TASK TO COMPLETE - Transcribe the material below line by line without changing a single word.

Position identification records:
┄┄┄┄┄┄

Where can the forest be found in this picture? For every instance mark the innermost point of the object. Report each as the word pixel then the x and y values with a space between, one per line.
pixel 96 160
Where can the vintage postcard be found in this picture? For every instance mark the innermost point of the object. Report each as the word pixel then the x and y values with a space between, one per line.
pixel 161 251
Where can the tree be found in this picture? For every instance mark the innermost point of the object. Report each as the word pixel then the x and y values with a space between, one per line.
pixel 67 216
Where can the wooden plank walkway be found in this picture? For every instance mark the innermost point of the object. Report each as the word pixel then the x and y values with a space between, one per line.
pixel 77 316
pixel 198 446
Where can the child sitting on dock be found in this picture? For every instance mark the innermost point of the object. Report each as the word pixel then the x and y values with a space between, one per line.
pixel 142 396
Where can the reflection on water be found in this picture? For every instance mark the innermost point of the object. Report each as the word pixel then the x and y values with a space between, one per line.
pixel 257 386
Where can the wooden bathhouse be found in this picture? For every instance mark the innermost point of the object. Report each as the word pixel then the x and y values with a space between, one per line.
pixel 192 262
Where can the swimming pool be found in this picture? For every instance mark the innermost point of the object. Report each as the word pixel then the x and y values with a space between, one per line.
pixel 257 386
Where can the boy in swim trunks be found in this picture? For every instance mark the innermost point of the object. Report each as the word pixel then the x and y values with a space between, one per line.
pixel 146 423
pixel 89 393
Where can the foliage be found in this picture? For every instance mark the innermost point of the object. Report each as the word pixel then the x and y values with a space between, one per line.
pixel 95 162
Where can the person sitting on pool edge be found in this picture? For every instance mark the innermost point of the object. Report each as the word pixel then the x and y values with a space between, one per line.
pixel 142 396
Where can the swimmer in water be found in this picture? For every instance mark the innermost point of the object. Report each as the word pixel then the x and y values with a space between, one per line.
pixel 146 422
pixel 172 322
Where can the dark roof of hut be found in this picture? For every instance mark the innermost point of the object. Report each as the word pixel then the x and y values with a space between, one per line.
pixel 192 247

┄┄┄┄┄┄

RIGHT ANSWER -
Where can the forest be found in this picture? For every instance mark the innermost point of the object. Report each as the word pixel then the x and y values with a space between, one per line.
pixel 96 160
Where can the vintage postcard be found in this picture? For every instance mark the innermost point of the object. Report each as the word pixel then the x and y values with a space between, one per line.
pixel 161 251
Where can the tree be found in this picture? For every instance mark the innermost point of the object. Report each as the word pixel then the x and y values with a space between, one per line.
pixel 67 216
Where can the wooden plank walkway be found in this picture? For every instance mark the innermost point of the object. Report each as the word pixel then the x and y values with a space between, one per line.
pixel 77 316
pixel 198 446
Where can the child sitting on dock be found in this picture? For every instance mark the innermost point of the object. Report each as the word pixel then the x and y values with a space between, one per line.
pixel 142 396
Where can the reflection on water be found in this picture? For every instance mark the innermost point of the object. Report each as the word pixel then the x and y values with a space between, one per line.
pixel 257 386
Where can the wooden bathhouse be found in this picture? For every instance mark the innermost point of the object. Report each as the word pixel then the x and y values with a space between, one per line.
pixel 192 262
Where can the swimming pool be found in this picture? For every instance mark the innermost point of the object. Report each as the word pixel then the x and y values with a space between, one per line.
pixel 257 386
Where can the boy in swim trunks be found in this picture? For every instance mark the innermost point of the object. Report each as the word pixel then the x and y values with a space between, one per line.
pixel 146 423
pixel 89 393
Where can the foliage be found in this picture? For every instance mark the innermost point of the object. Report each as the word pixel then the x and y values with a space between, one per line.
pixel 95 162
Where can the person sitting on pool edge be found in this picture? For every instance mark the innermost point of the object. Report each as the word pixel then the x and y values with a space between, one per line.
pixel 142 396
Where can the swimmer in water be found in this picture? For every instance mark the innermost point of the object. Report each as the word pixel then the x and y values with a space between, one per line.
pixel 146 422
pixel 172 322
Where can the dark roof of hut be found in this picture? For every instance mark the innermost point of the object. Report each as the word pixel then the x and y values with a space between, one per line.
pixel 192 247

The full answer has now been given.